++++ Extrait

La sexualité joue un rôle primordial dans notre vie ; aussi n'est-il pas étonnant de trouver des groupes qui ont voulu lui donner une valeur bien particulière en l'assimilant à la psychologie religieuse.

Le Cantique des Cantiques trace un parallèle entre le désir amoureux et l'extase divine ; l'acte sexuel peut s'envisager comme un rayon permettant de développer des énergies supérieures. En Inde, on honore le lingam : emblème de Shiva il est le symbole de l'élan continu de la vie, il est fécondité. Le tantrisme développe ces notions.

La “semence sacrée” jetée au sein de la mer a donné lieu à la venue du premier homme : bien des légendes situent cette création à partir du sperme divin. Jacques-Antoine Dulaure (17551835), dans son Culte du phallus, a rapporté maints épisodes concernant les Divinités génératrices. En revanche, pour d'autres religions, le pénis est objet de tabou.

Que ce soit dans l'un ou l'autre cas, le sexe joue un rôle important ; Randolph écrit : “le sexe est la plus grande force magique de la nature”. Dans le cadre de l'ésotérisme, on peut évoquer cet état particulier, forme d'une transe qui est énergie. Sous le couvert d'une respectabilité extérieure, d'un groupe, des êtres ont pu vouloir assouvir leurs passions : on trouve de nombreuses condamnations pour provocation de mineurs à la débauche ; mais d'autres groupes étudient fort sérieusement l'extase sexuelle.

++++++++
++++ Données fournies

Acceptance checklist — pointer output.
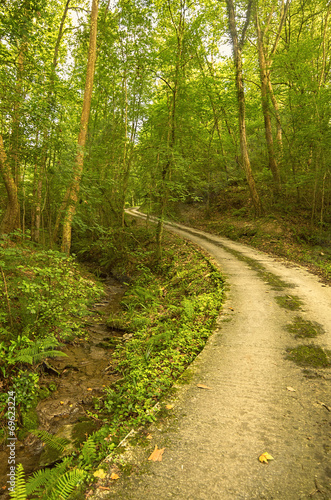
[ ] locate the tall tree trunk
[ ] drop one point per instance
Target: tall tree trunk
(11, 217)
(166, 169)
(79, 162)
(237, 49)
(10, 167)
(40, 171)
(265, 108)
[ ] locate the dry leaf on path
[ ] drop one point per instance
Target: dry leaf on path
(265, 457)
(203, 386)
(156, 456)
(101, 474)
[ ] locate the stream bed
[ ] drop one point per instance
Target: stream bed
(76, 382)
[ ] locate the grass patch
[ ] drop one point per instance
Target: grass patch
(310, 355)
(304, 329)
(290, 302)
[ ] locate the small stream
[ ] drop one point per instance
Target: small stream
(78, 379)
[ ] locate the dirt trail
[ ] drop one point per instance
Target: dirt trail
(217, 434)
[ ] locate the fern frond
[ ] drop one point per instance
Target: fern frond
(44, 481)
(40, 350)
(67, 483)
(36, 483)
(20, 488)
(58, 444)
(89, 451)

++++++++
++++ Données fournies

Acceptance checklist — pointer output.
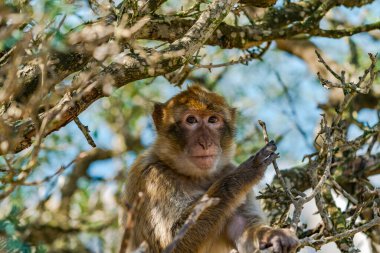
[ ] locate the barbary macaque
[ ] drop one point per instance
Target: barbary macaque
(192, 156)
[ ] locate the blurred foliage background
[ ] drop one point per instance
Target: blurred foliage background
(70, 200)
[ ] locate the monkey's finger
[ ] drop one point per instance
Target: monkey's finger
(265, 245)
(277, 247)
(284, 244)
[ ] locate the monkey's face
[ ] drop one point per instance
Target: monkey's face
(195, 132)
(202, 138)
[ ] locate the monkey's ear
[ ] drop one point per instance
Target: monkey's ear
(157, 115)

++++++++

=== Petite tâche A ===
Reproduisez l'extrait sur le sexe et la religion à partir des mots « La sexualité joue », jusqu'aux mots « développe ces notions. » inclus.
=== Petite tâche B ===
Poursuivez l'extrait sur le sexe et la religion à partir de l'endroit où il s'arrête.

=== Réponse A ===
La sexualité joue un rôle primordial dans notre vie ; aussi n'est-il pas étonnant de trouver des groupes qui ont voulu lui donner une valeur bien particulière en l'assimilant à la psychologie religieuse.

Le Cantique des Cantiques trace un parallèle entre le désir amoureux et l'extase divine ; l'acte sexuel peut s'envisager comme un rayon permettant de développer des énergies supérieures. En Inde, on honore le lingam : emblème de Shiva il est le symbole de l'élan continu de la vie, il est fécondité. Le tantrisme développe ces notions.

=== Réponse B ===
Toute opération magique, lorsqu'elle est effectuée par un seul magiste, ou même par un seul couple, est beaucoup plus faible, beaucoup moins efficace que lorsqu'elle est réalisée par un groupe homogène, uni dans une parfaite harmonie d'intentions, de paroles et de gestes. Non seulement parce qu'il y a addition des pouvoirs, totalisation des efficiences individuelles, mais surtout parce que cette harmonie même fait du groupe d'individus un être nouveau ; elle crée dans l'astral un égrégore pourvu de puissances essentiellement différentes des pouvoirs individuels.

Dès lors, le même principe mènera les magistes sexuels à réaliser l'égrégore par l'accouplement collectif. Sans doute, il y a là quelque chose d'imparfait, le contact physique n'étant pas établi de couple à couple et la synchronisation étant pratiquement irréalisable. Aussi, tel groupe lyonnais, composé d'une quarantaine d'hommes (l'élément féminin est rigoureusement exclu) réalise la chaîne magique circulaire d'une façon impossible à décrire, tandis que le Mage, nu comme ses acolytes, mais debout au point central et l'épée à la main, capte les forces qui se déclenchent du synchronisme spécial”.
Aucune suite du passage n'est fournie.